═════ Provided text

3 The parties were blessed with a child after 8 years of marriage and both agreed that they were equal partners in the care of their daughter in the early years of the child’s life. The marriage faced difficulties and in 2021 the husband left the home. They were living with the wife’s parents at that time. He filed for divorce in 2022. Through a series of mediation sessions, the parties agreed to the following:
Order of Court dated 3/4/2023
a. Parties shall have joint custody of the only child of the marriage.
b. Parties shall have shared care and control of the child as follows:
c. Until August 2024, the father shall have care of the child on Wednesdays, Thursdays and Sundays from 11 a.m. to Monday (when the child is dropped off at school);
d. The mother shall have care of the child for the remaining period of the week;
e. The father shall have liberty to travel with the child for 18 days in July 2023, 2 weeks in February/early March 2024 (after Lunar New Year) and 3 weeks in July 2024;
f. From August 2024, the father shall have care and control of the child from Saturdays at 2 p.m. to Tuesday mornings when she is dropped off at school;
g. The mother shall have care of the daughter for the remaining period of the week;
h. The parties agree to attend co-parenting counselling after the date of this Order with the child or any other independent counsellor mutually agreed upon between the parties. The parties shall attend the co-parenting counselling once a month, commencing within one (1) month from the date of this Order. Further, parties shall share the costs of the co-parenting counselling equally; and
i. The child’s school holidays shall be split equally between the parties, with parties having the liberty to bring the child overseas during their respective shares of the school holidays.

══════════

▶ Direction 1:
Copy the custody order excerpt in full, word for word.
The listing that follows is unrelated to the custody order excerpt.

═════ Data for processing

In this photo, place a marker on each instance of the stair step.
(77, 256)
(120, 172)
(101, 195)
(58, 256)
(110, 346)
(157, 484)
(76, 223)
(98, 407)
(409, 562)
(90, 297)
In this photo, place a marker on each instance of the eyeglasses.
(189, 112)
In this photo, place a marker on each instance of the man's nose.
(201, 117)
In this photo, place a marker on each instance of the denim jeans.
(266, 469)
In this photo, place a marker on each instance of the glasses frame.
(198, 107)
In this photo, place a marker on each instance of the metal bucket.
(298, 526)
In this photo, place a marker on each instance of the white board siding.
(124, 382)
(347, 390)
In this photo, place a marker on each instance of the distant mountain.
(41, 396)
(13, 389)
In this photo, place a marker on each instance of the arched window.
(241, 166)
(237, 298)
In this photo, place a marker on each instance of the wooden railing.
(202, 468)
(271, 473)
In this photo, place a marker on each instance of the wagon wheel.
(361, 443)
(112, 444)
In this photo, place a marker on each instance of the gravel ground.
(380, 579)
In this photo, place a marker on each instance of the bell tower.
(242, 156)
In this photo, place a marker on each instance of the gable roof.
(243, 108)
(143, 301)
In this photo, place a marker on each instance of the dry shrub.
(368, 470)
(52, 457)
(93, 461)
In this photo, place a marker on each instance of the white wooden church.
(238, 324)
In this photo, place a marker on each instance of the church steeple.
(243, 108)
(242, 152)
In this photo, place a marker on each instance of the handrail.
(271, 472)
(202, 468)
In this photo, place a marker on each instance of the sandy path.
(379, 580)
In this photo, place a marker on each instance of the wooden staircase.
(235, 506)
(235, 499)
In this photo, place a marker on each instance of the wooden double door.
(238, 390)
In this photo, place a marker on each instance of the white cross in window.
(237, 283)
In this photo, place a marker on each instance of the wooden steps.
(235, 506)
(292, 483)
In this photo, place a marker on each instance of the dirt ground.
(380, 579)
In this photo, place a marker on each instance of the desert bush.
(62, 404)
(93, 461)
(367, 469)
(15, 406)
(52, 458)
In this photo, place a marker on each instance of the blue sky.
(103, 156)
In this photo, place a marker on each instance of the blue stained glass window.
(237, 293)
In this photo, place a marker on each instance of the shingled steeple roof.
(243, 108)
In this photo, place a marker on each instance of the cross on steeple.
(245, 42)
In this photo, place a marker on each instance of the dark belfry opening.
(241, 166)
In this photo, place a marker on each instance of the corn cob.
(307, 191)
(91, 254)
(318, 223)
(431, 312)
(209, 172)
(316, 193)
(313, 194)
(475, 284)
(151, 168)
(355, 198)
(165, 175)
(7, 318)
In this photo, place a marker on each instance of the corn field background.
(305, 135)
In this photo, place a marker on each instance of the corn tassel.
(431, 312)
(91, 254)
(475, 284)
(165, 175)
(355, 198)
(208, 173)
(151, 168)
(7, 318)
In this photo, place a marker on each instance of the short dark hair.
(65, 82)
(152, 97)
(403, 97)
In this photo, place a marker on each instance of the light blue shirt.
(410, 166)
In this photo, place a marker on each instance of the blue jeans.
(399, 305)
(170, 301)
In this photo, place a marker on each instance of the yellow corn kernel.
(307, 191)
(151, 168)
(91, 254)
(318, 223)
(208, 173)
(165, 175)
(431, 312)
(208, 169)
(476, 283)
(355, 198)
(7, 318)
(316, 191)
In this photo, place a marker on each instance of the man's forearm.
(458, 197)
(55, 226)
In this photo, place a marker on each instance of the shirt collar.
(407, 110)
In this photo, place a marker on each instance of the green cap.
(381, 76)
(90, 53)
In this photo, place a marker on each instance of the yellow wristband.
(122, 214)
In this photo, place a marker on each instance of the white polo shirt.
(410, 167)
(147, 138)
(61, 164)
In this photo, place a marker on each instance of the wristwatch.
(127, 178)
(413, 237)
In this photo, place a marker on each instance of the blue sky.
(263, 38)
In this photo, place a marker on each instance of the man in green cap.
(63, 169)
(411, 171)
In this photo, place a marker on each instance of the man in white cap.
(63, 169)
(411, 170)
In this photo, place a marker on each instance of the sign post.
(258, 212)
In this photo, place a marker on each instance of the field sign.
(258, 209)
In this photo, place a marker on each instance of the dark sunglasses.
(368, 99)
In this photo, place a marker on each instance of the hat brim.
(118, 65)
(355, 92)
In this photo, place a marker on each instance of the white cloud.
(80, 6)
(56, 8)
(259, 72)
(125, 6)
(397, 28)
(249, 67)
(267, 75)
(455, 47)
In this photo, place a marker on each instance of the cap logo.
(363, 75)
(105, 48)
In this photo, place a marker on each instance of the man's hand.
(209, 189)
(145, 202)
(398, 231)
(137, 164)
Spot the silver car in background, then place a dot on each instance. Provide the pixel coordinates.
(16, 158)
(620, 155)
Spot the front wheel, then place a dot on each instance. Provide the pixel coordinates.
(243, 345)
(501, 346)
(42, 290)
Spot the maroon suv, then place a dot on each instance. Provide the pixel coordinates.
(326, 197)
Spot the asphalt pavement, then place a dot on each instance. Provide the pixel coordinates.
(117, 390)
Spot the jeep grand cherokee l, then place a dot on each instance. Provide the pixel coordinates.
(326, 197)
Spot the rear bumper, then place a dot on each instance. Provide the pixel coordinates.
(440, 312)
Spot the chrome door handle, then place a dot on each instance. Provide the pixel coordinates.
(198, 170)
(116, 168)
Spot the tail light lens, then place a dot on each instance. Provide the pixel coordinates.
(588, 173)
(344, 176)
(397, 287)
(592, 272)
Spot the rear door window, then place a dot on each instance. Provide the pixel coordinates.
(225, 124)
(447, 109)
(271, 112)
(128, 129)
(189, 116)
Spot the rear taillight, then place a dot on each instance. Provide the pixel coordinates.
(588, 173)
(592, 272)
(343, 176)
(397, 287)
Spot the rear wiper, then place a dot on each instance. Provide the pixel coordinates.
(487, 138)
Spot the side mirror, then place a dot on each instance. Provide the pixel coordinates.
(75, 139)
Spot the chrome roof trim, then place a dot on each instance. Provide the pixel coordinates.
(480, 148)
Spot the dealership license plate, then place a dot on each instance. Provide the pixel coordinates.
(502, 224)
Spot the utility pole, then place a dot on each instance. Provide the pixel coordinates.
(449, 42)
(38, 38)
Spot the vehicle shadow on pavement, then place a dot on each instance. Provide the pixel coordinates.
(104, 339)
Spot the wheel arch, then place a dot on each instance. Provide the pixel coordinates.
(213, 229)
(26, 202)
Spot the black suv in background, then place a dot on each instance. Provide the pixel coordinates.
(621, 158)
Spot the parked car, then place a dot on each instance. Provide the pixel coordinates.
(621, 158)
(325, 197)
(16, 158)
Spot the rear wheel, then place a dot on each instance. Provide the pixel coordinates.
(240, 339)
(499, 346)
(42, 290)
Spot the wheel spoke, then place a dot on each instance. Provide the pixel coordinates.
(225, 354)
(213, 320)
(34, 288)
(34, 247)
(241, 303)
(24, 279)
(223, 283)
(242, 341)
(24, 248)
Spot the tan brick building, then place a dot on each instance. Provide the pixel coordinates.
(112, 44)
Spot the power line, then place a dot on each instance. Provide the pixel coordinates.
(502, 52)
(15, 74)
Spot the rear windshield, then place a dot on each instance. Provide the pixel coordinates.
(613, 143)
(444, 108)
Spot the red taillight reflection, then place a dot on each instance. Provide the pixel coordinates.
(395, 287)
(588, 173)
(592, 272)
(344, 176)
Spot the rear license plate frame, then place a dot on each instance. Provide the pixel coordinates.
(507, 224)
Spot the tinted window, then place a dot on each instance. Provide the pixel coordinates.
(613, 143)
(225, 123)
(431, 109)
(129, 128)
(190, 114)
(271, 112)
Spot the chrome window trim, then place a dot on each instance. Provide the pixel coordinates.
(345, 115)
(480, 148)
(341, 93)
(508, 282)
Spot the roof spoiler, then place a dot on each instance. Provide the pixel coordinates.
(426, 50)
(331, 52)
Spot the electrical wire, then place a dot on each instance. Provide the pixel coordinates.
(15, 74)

══════════

▶ Direction 2:
Render the listing as a two-column CSV with the headers instruction and response, one row per entry, starting at the line that contains "Spot the red" and ending at the end of the listing. Put each entry's text and its answer in single quoted fields, replacing line breaks with spaces.

▶ Expected answer 1:
3 The parties were blessed with a child after 8 years of marriage and both agreed that they were equal partners in the care of their daughter in the early years of the child’s life. The marriage faced difficulties and in 2021 the husband left the home. They were living with the wife’s parents at that time. He filed for divorce in 2022. Through a series of mediation sessions, the parties agreed to the following:
Order of Court dated 3/4/2023
a. Parties shall have joint custody of the only child of the marriage.
b. Parties shall have shared care and control of the child as follows:
c. Until August 2024, the father shall have care of the child on Wednesdays, Thursdays and Sundays from 11 a.m. to Monday (when the child is dropped off at school);
d. The mother shall have care of the child for the remaining period of the week;
e. The father shall have liberty to travel with the child for 18 days in July 2023, 2 weeks in February/early March 2024 (after Lunar New Year) and 3 weeks in July 2024;
f. From August 2024, the father shall have care and control of the child from Saturdays at 2 p.m. to Tuesday mornings when she is dropped off at school;
g. The mother shall have care of the daughter for the remaining period of the week;
h. The parties agree to attend co-parenting counselling after the date of this Order with the child or any other independent counsellor mutually agreed upon between the parties. The parties shall attend the co-parenting counselling once a month, commencing within one (1) month from the date of this Order. Further, parties shall share the costs of the co-parenting counselling equally; and
i. The child’s school holidays shall be split equally between the parties, with parties having the liberty to bring the child overseas during their respective shares of the school holidays.

▶ Expected answer 2:
instruction,response
"Spot the red taillight reflection, then place a dot on each instance. Provide the pixel coordinates.","(395, 287) (588, 173) (592, 272) (344, 176)"
"Spot the rear license plate frame, then place a dot on each instance. Provide the pixel coordinates.","(507, 224)"
"Spot the tinted window, then place a dot on each instance. Provide the pixel coordinates.","(613, 143) (225, 123) (431, 109) (129, 128) (190, 114) (271, 112)"
"Spot the chrome window trim, then place a dot on each instance. Provide the pixel coordinates.","(345, 115) (480, 148) (341, 93) (508, 282)"
"Spot the roof spoiler, then place a dot on each instance. Provide the pixel coordinates.","(426, 50) (331, 52)"
"Spot the electrical wire, then place a dot on each instance. Provide the pixel coordinates.","(15, 74)"